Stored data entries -
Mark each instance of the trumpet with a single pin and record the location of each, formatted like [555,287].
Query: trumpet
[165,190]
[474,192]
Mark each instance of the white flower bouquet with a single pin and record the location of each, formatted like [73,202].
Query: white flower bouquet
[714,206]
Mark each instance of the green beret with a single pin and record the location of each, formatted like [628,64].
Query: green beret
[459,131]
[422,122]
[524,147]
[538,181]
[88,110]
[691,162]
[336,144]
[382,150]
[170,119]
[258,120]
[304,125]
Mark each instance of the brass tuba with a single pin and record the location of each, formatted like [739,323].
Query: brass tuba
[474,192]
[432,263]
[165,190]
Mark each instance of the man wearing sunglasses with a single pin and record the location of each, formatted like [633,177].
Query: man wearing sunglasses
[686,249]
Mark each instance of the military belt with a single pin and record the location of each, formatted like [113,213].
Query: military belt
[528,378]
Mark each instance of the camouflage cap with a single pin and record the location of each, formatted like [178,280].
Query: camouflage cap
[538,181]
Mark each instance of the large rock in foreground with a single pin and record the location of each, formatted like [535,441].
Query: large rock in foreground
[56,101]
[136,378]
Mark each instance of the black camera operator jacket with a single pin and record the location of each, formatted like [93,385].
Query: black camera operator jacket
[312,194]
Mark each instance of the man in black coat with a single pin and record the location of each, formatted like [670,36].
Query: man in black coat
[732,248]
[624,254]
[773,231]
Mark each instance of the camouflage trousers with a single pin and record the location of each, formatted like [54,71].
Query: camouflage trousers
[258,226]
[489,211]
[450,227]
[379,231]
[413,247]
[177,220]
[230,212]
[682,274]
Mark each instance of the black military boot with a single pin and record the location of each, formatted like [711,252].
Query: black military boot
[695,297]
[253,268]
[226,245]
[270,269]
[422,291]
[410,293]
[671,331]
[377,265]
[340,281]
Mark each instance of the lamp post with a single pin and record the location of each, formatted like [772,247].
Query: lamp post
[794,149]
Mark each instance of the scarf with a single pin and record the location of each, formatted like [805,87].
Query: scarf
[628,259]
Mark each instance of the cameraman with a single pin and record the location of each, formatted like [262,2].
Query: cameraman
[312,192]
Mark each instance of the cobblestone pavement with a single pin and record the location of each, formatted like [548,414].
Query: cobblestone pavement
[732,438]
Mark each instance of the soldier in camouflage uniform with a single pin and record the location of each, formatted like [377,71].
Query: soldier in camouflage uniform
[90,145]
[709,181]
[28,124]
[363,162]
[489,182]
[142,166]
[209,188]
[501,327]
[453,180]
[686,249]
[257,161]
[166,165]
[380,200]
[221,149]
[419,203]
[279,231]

Task objective - Faithfully copy every entry, leaving nothing out.

Exercise answer -
Mark each instance of the trumpet with a single pin and record the location of each, formatted like [555,287].
Query: trumpet
[165,190]
[474,192]
Mark each instance of the white flower bouquet with a single pin and record the location of each, formatted like [73,202].
Query: white flower bouquet
[714,206]
Mark each instance of the green beret with a single pin and record the location of each, formatted like [628,64].
Query: green beret
[459,131]
[422,122]
[524,147]
[538,181]
[88,110]
[691,162]
[336,144]
[382,150]
[170,119]
[258,120]
[304,125]
Mark each instance of the brass tuba with a single pin and record the location of each, formatted like [739,323].
Query: brass tuba
[474,192]
[432,263]
[165,190]
Mark each instance of the man wearing sunglasses with a single pin and record the location of each, formatted like [633,177].
Query: man wearing sunglasses
[686,249]
Mark each instance of the military belt with a single pin and record the location of each, formatted like [113,213].
Query: military belt
[528,378]
Mark each instance of the camouflage cap with a single pin and record the location of each, formatted like [178,280].
Query: camouflage cap
[538,181]
Mark each instance of the large rock in foreground with a single pin and record the location of each, formatted like [535,441].
Query: large rock in foreground
[56,101]
[136,378]
Mark each instance of the black camera operator jacket with a single pin and record the location of each, formatted like [93,385].
Query: black camera operator jacket
[312,194]
Mark each instance of the man in black coat with a single pin and record the location of each, formatted like [670,36].
Query: man in black coat
[732,248]
[624,254]
[773,231]
Mark each instance of the camouflage trousers with a single pin and record the location of each, formatted like [54,71].
Query: camouflage trousers
[258,226]
[489,211]
[450,227]
[379,231]
[413,247]
[177,220]
[230,212]
[682,274]
Mark each instance of the black military boot with a single pin and record the location of each, formatted like [711,252].
Query: black military boot
[695,297]
[253,268]
[226,245]
[270,269]
[422,291]
[410,293]
[671,331]
[377,265]
[340,281]
Mark each instance of the lamp post with a single pin and record the location of each, formatted like [772,247].
Query: lamp post
[794,149]
Mark each instance of the scarf with a single pin and record the location of each, formatted like [805,87].
Query: scarf
[628,259]
Mark each instance of the cameraman with a single pin and record the location of each, formatted like [262,2].
Query: cameraman
[312,192]
Mark each instance of the cobblestone pavement with a single pin and record the location of each, formatted like [548,414].
Query: cobblestone pavement
[732,438]
Mark each instance of the soldier in camouflage uniform with a single pin and record the location of each, formatted like [377,71].
Query: soldier in camouflage uniform
[90,145]
[709,181]
[28,124]
[363,162]
[489,182]
[142,166]
[209,188]
[501,327]
[453,180]
[686,249]
[257,161]
[166,165]
[380,200]
[221,149]
[419,203]
[279,231]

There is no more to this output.